#### BRONTEKST

Verslag van sergeant Wormgoor

A f s c h r i f t

G e v e c h t s v e r s l a g  sergeant Wormgoor
------------

Klik hier voor een uitvergroting
Situatieschets van sergeant Wormgoor (Commandant 2e sectie 3-II-8 R.I.) (1940)
  Na de, gezien de toestand en aanwezige vliegtuigen, wel erg gemoedelijk opgevatte opmarsch naar onze stellingen, de eerste dag geen bijzonderheden.
  In de nacht het artillerievuur, eerst van onze, later ook van Duitsche zijde, in de loop van den morgen de eerste treffer in onze loopgraag, waardoor Span doodelijk werd gewond, hierna een einde aan het doelloos heen en weer hollen van diverse jongens.

########

- [OPDRACHT 1] Waarom wordt de opmars naar de stellingen in het gevechtsverslag als wel erg gemoedelijk opgevat beschreven? Antwoord in één tot drie zinnen.
- [OPDRACHT 2] Geef bij elke bewering aan of die klopt met het gevechtsverslag: (a) De eerste dag in de stellingen verliep zonder bijzonderheden. (b) In de nacht kwam het artillerievuur eerst van Duitse zijde. (c) De eerste treffer viel in de loop van de avond. Antwoord telkens met ja of nee en citeer de doorslaggevende woorden uit het verslag.
- [OPDRACHT 3] Schrijf het gevechtsverslag van sergeant Wormgoor verder, te beginnen na de laatste zin.
De lijst speelt hierbij geen enkele rol.

#### GEGEVENSREGELS

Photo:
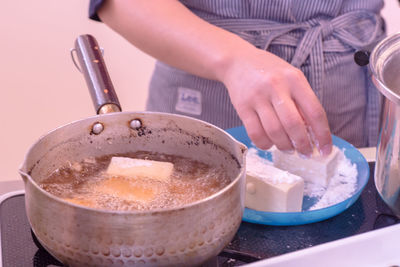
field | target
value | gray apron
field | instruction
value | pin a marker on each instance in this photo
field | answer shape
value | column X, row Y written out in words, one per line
column 317, row 36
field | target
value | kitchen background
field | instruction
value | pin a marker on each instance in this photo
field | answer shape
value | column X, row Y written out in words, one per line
column 40, row 87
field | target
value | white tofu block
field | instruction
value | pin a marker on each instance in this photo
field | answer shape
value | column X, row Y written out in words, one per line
column 140, row 168
column 124, row 189
column 271, row 189
column 317, row 169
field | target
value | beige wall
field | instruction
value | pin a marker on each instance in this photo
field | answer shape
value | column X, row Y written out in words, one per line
column 41, row 89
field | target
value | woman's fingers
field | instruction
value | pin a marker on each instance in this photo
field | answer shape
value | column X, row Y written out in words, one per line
column 273, row 127
column 255, row 130
column 293, row 125
column 314, row 116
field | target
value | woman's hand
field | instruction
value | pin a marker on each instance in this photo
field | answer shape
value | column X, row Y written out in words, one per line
column 273, row 99
column 276, row 103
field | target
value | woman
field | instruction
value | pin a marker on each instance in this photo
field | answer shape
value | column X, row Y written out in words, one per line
column 234, row 62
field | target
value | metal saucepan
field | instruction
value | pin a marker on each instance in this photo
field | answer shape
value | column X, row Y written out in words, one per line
column 81, row 236
column 384, row 63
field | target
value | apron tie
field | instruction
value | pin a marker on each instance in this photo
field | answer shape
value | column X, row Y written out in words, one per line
column 311, row 38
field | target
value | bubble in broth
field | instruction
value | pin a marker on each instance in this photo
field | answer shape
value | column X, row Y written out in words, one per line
column 86, row 183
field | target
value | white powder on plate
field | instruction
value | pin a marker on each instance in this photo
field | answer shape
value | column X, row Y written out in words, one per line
column 258, row 166
column 342, row 185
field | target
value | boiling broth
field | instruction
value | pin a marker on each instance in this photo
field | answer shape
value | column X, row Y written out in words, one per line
column 86, row 183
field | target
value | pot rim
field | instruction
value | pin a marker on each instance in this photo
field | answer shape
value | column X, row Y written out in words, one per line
column 23, row 172
column 378, row 59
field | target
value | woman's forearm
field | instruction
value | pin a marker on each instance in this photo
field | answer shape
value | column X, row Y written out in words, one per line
column 273, row 98
column 168, row 31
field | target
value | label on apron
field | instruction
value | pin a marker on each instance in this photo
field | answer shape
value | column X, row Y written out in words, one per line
column 189, row 101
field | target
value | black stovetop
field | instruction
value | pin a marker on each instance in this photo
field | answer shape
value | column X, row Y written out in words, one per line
column 251, row 243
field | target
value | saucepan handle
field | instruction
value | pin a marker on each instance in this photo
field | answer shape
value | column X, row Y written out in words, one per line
column 93, row 68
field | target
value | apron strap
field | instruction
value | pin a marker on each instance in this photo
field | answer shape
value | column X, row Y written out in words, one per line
column 312, row 44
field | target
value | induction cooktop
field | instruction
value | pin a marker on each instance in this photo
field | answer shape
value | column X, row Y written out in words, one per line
column 252, row 242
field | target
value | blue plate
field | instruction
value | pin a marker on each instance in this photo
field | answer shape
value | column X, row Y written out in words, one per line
column 307, row 216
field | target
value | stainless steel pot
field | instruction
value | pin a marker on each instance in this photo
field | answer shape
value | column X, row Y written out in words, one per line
column 81, row 236
column 385, row 66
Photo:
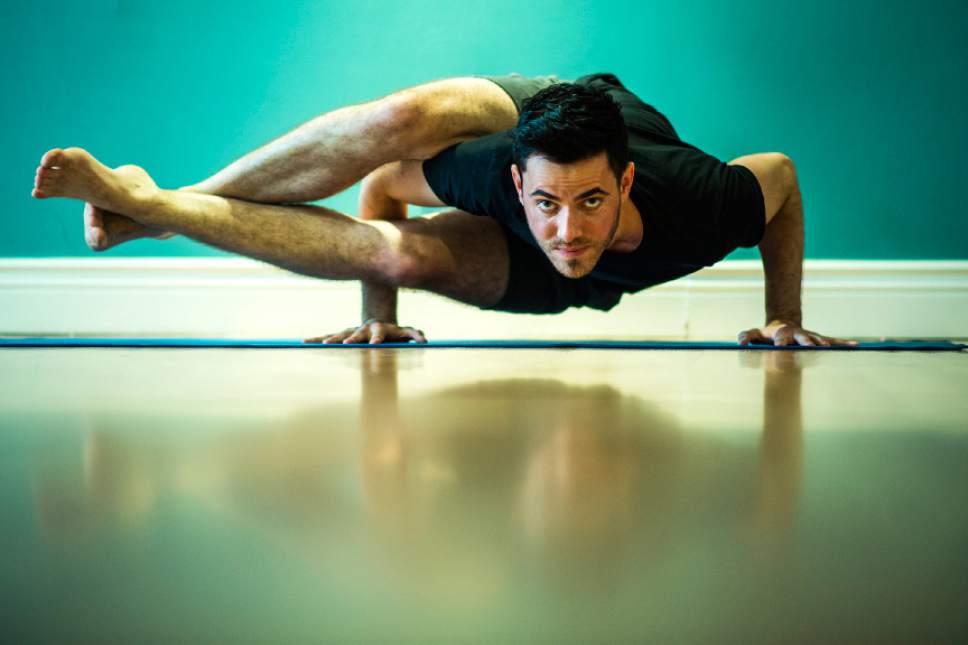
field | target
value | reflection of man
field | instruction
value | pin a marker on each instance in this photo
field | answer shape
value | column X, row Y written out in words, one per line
column 592, row 195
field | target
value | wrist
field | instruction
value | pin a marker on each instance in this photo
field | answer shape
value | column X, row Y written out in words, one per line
column 784, row 319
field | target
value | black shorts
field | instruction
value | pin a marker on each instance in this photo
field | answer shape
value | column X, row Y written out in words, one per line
column 520, row 87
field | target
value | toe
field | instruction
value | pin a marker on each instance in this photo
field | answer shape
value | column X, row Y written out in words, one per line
column 96, row 239
column 52, row 158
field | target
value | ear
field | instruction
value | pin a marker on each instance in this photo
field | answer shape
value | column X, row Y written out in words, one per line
column 516, row 176
column 628, row 177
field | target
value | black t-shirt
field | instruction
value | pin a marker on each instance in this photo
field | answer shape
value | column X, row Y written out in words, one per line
column 695, row 208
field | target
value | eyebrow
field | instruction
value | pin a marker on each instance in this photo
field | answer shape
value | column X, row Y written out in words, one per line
column 588, row 193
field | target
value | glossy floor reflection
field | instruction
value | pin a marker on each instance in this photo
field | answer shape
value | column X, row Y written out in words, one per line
column 483, row 496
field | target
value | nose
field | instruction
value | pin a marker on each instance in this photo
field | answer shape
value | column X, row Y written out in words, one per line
column 567, row 226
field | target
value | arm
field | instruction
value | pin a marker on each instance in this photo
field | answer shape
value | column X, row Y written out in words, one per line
column 379, row 300
column 782, row 251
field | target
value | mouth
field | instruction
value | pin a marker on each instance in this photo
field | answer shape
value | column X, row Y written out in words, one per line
column 570, row 252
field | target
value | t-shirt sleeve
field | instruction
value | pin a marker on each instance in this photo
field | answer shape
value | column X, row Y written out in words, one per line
column 744, row 211
column 713, row 200
column 475, row 176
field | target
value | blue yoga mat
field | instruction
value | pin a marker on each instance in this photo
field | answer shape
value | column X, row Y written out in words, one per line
column 885, row 345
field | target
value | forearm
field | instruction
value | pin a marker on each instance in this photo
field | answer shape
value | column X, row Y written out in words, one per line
column 379, row 301
column 782, row 253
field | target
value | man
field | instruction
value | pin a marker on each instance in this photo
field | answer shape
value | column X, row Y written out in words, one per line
column 592, row 194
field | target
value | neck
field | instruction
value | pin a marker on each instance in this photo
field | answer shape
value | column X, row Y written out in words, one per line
column 629, row 233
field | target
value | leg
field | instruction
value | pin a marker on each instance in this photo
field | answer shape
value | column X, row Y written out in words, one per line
column 335, row 150
column 456, row 254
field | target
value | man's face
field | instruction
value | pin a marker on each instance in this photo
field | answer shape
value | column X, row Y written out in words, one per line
column 572, row 209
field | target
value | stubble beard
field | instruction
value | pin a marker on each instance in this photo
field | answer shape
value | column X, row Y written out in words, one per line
column 576, row 264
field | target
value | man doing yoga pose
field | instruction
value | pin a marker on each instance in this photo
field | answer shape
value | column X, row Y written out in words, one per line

########

- [VERWACHT ANTWOORD 1] Dat gebeurt gezien de toestand en de vliegtuigen die aanwezig waren. Onder die omstandigheden werd de opmars naar de stellingen volgens het verslag te gemoedelijk opgevat.

- [VERWACHT ANTWOORD 2]
(a) Ja: "de eerste dag geen bijzonderheden"
(b) Nee: "eerst van onze, later ook van Duitsche zijde"
(c) Nee: "in de loop van den morgen de eerste treffer"

- [VERWACHT ANTWOORD 3]
  In de praktijk blijkt dat we verre van klaar zijn met het inrichten van onze stelling. Eenmaal onder vuur is er geen behoorlijke verbinding met commando-post en keuken (verbinding bleef behoorlijk intact met ordonnansen, echter zeer gevaarlijk); geen andere aanvoer dan door open terrein, tegen een helling die kilometers ver zichtbaar is; geen watervoorziening, zelfs geen pomp in de keuken.
  Bij het uitpakken blijken in een kist slechts aanvalshandgranaten te zitten, terwijl maar twee onderofficieren bekend zijn met werking en het aanbrengen van slagpijpjes (één S.R.O.I. sergeant en één capitulant); de lichte mitrailleur weigert veel, raakt vast door rondstuivend zand dat zich op de ingevette patronen vastzet. Verdedigingshandgranaten zijn bij de compagnie niet aanwezig.
  Onderkomens voldoende stevig; een treffer op de rand van een houten 4 mans lignis brengt weinig schade aan, voor de lichte projectielen is de zanddekking van ca. 1 meter ruim voldoende. (De projectielen gaven in het zand treffers van plm. 40 cm. diep en een kegelvormige straal van 50 à 60 cm.)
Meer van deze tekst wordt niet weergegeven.